[Location annotation dataset excerpts]
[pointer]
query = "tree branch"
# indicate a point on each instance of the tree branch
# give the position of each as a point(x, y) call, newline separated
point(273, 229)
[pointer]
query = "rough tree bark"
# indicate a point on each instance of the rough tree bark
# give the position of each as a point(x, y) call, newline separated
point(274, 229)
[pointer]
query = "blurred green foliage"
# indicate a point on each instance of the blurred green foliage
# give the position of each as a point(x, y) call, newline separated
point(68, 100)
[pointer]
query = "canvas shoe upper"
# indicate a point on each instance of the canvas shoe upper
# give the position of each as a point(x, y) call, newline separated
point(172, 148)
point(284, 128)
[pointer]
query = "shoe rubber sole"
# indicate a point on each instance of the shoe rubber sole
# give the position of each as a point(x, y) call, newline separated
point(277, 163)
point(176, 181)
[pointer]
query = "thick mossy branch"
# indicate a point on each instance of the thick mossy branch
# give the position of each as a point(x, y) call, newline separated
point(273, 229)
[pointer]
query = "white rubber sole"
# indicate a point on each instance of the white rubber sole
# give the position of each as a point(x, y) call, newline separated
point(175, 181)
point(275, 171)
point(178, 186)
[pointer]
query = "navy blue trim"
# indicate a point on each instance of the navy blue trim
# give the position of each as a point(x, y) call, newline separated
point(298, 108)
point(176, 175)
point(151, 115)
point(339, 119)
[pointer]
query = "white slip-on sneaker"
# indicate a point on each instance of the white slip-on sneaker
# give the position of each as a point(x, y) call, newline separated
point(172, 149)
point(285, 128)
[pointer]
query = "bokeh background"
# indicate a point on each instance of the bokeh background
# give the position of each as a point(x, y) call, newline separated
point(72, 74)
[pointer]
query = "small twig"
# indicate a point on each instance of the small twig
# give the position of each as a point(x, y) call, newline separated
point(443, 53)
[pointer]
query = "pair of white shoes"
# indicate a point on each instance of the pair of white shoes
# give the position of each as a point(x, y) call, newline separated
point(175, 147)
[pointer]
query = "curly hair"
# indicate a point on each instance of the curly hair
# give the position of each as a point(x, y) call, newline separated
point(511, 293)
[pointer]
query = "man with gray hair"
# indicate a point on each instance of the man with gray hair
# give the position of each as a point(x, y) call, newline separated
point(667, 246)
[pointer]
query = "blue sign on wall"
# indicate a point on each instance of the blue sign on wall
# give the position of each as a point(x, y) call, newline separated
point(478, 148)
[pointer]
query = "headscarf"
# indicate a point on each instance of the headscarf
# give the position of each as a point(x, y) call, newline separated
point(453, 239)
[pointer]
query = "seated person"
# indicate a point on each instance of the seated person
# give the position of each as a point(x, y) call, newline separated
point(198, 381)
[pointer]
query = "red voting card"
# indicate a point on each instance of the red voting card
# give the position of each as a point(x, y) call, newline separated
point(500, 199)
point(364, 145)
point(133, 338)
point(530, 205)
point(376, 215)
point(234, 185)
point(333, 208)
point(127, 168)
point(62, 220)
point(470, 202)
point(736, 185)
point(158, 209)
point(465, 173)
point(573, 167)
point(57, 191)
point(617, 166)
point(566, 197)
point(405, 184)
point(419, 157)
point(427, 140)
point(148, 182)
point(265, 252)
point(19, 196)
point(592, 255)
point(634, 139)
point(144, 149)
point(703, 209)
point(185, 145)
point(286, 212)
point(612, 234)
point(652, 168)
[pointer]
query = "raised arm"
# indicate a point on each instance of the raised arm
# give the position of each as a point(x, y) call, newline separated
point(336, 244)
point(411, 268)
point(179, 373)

● Short exercise
Update the stretch of the listing from its start through the line containing "point(284, 128)" by replacing "blurred green foliage" with "out-of-focus green foliage", and reproduce only those lines with everything else unchanged.

● Result
[pointer]
query = "tree branch"
# indicate a point on each instance of the tree branch
# give the position of each as a point(x, y) call, newline separated
point(273, 229)
[pointer]
query = "rough tree bark"
# indicate a point on each instance of the rough tree bark
# give the position of each as a point(x, y) call, newline separated
point(274, 229)
[pointer]
query = "out-of-focus green foliage"
# indicate a point on each instance of the out-of-focus green foliage
# give the position of each as a point(x, y) call, newline separated
point(68, 100)
[pointer]
query = "canvas shoe upper"
# indicate a point on each instance of the canvas shoe upper
# give the position of each as a point(x, y) call, newline separated
point(172, 148)
point(284, 128)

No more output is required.